What you have to do: Return every line in the records below that contains the word "terrace".

Supplied entries:

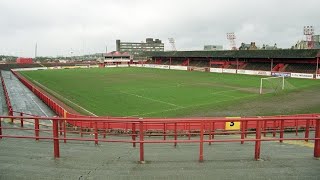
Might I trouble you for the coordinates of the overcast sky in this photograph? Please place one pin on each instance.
(60, 27)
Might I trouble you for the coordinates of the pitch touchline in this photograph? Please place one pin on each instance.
(38, 106)
(66, 99)
(151, 99)
(197, 105)
(61, 96)
(155, 112)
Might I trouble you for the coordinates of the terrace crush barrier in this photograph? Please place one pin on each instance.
(139, 135)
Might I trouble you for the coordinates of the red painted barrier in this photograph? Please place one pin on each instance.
(168, 127)
(199, 137)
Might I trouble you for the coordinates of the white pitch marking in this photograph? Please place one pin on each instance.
(192, 106)
(61, 96)
(155, 100)
(38, 106)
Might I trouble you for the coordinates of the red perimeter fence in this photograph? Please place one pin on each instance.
(138, 133)
(204, 129)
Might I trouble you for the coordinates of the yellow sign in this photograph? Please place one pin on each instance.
(232, 125)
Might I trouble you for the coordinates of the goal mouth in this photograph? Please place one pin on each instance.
(272, 85)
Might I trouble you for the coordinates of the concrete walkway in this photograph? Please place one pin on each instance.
(28, 159)
(22, 99)
(3, 106)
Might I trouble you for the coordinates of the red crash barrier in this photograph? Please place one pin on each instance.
(185, 126)
(137, 132)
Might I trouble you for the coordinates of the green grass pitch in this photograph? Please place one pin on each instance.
(143, 92)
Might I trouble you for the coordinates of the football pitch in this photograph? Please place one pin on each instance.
(143, 92)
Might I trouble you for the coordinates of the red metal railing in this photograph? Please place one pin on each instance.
(9, 106)
(88, 124)
(137, 133)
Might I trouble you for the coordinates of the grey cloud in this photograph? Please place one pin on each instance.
(85, 26)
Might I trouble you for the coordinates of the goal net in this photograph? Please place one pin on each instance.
(272, 85)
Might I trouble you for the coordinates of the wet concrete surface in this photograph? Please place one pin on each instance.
(3, 106)
(28, 159)
(22, 99)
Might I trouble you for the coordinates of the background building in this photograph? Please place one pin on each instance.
(304, 44)
(136, 48)
(251, 46)
(213, 47)
(269, 47)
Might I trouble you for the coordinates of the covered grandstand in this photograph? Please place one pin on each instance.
(289, 60)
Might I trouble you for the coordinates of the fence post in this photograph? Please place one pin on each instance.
(258, 141)
(21, 120)
(133, 134)
(317, 141)
(81, 133)
(96, 133)
(281, 130)
(245, 129)
(201, 143)
(175, 134)
(274, 128)
(105, 130)
(56, 150)
(0, 128)
(265, 128)
(60, 126)
(64, 131)
(213, 127)
(189, 134)
(210, 132)
(296, 123)
(36, 128)
(164, 131)
(242, 131)
(306, 135)
(11, 114)
(141, 142)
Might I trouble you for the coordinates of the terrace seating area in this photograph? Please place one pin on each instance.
(7, 67)
(301, 68)
(258, 66)
(199, 63)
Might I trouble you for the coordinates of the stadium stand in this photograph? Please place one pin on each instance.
(301, 68)
(258, 66)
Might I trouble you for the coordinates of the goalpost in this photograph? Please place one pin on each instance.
(272, 83)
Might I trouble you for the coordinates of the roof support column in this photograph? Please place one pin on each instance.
(317, 68)
(237, 65)
(271, 67)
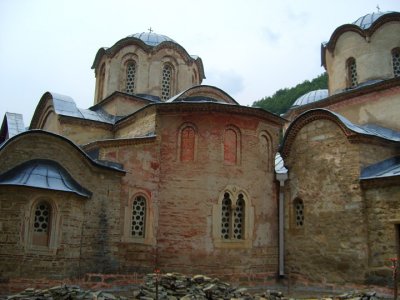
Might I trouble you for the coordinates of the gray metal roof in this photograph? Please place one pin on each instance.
(310, 97)
(151, 38)
(279, 164)
(366, 21)
(371, 129)
(15, 124)
(43, 174)
(65, 105)
(387, 168)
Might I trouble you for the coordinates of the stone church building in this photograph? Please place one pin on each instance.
(165, 173)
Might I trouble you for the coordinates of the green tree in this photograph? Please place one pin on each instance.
(283, 99)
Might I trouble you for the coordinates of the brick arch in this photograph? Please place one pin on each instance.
(187, 145)
(307, 118)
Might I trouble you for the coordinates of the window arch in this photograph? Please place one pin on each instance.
(41, 223)
(138, 221)
(231, 145)
(42, 227)
(166, 81)
(298, 208)
(233, 219)
(102, 76)
(352, 76)
(138, 218)
(187, 142)
(232, 228)
(396, 62)
(130, 77)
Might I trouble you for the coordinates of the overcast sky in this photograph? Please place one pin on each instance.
(249, 48)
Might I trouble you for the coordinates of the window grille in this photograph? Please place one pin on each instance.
(238, 218)
(166, 82)
(226, 217)
(188, 137)
(138, 216)
(396, 62)
(42, 218)
(299, 213)
(130, 78)
(352, 69)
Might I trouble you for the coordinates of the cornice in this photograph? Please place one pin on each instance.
(181, 107)
(118, 142)
(84, 122)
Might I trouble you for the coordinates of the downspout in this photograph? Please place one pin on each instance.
(281, 177)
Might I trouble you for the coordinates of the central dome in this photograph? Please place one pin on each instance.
(366, 21)
(151, 38)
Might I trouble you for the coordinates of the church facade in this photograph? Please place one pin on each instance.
(165, 173)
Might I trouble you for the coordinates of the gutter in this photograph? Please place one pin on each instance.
(281, 177)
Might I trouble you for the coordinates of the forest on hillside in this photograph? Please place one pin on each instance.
(283, 99)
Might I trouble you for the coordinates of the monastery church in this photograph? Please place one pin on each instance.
(163, 172)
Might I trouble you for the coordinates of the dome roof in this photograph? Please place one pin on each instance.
(366, 21)
(310, 97)
(151, 38)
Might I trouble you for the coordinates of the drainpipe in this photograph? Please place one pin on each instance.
(281, 177)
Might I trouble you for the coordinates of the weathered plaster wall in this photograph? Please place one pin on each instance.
(323, 172)
(191, 190)
(88, 228)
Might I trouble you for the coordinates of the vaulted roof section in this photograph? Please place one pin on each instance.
(43, 174)
(203, 93)
(149, 47)
(369, 24)
(353, 132)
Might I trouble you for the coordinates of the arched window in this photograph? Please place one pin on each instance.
(138, 217)
(352, 73)
(188, 140)
(41, 224)
(231, 146)
(396, 62)
(166, 79)
(226, 216)
(298, 213)
(232, 228)
(130, 77)
(102, 76)
(238, 222)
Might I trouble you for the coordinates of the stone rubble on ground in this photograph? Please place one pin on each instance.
(173, 286)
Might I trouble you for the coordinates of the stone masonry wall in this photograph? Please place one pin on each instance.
(383, 215)
(190, 192)
(330, 246)
(87, 229)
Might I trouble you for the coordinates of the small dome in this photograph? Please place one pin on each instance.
(311, 97)
(151, 38)
(366, 21)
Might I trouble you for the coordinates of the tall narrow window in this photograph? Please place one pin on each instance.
(396, 62)
(352, 72)
(101, 82)
(138, 217)
(238, 218)
(166, 82)
(130, 77)
(188, 136)
(226, 217)
(299, 213)
(41, 224)
(230, 147)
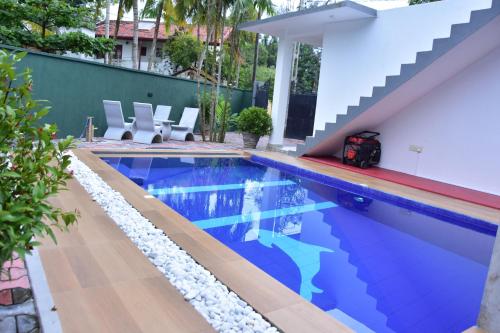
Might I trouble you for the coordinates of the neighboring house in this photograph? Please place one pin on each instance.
(123, 50)
(426, 77)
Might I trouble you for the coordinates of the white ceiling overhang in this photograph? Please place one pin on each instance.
(307, 26)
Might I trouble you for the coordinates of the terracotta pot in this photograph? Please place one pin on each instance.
(250, 140)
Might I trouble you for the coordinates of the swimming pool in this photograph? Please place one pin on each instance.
(376, 263)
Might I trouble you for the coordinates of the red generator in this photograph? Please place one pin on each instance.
(362, 149)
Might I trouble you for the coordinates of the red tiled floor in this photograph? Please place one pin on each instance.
(452, 191)
(5, 297)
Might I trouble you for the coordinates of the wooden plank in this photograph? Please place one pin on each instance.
(101, 282)
(261, 291)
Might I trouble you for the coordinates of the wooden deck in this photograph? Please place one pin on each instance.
(280, 305)
(101, 282)
(433, 199)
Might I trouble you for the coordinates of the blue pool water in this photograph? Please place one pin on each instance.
(374, 265)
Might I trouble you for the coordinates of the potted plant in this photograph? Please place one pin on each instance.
(254, 122)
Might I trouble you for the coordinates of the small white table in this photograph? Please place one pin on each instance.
(165, 124)
(167, 129)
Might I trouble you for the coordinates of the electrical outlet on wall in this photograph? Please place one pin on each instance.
(416, 149)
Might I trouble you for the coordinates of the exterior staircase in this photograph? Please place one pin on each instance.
(329, 141)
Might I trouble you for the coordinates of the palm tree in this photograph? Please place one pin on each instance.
(135, 40)
(171, 12)
(123, 6)
(157, 8)
(107, 58)
(263, 6)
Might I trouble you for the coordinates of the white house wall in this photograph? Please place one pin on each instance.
(358, 55)
(457, 126)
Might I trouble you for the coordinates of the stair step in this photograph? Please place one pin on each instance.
(380, 91)
(440, 46)
(408, 71)
(425, 57)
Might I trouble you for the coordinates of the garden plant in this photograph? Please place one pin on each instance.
(33, 167)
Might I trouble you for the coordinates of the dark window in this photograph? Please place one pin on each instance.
(117, 53)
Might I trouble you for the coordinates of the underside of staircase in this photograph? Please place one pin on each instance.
(467, 43)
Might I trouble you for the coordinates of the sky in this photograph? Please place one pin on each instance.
(377, 4)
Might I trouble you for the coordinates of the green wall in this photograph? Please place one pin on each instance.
(75, 89)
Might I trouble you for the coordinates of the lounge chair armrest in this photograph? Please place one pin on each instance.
(180, 128)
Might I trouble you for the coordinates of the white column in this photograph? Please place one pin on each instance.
(489, 318)
(281, 90)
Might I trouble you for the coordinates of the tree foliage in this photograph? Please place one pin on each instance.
(183, 49)
(255, 120)
(40, 24)
(32, 167)
(308, 70)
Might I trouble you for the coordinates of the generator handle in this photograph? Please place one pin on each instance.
(373, 134)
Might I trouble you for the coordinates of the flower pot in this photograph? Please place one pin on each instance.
(250, 140)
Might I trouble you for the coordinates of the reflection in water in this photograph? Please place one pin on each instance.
(306, 257)
(352, 256)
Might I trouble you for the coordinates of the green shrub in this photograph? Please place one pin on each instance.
(32, 167)
(255, 120)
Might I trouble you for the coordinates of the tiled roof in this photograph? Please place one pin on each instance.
(126, 31)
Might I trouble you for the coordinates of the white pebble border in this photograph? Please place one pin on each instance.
(222, 308)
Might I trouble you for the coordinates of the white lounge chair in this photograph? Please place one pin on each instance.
(162, 113)
(184, 131)
(118, 129)
(147, 132)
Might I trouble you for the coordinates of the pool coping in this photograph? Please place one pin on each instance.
(281, 306)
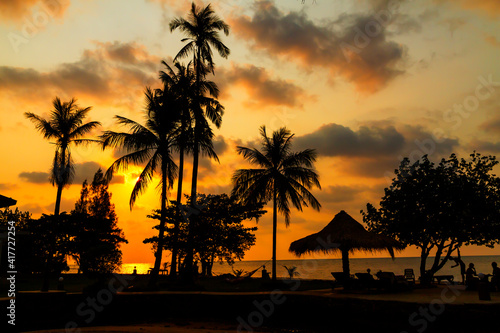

Answer for the task:
Might I trouble you for the coordinates of the terrace crush barrier in this photograph? Please place one pin on each instance.
Might I trouble you for the coordinates of the terrace seating area in this photograph? Please place one pin on each instance.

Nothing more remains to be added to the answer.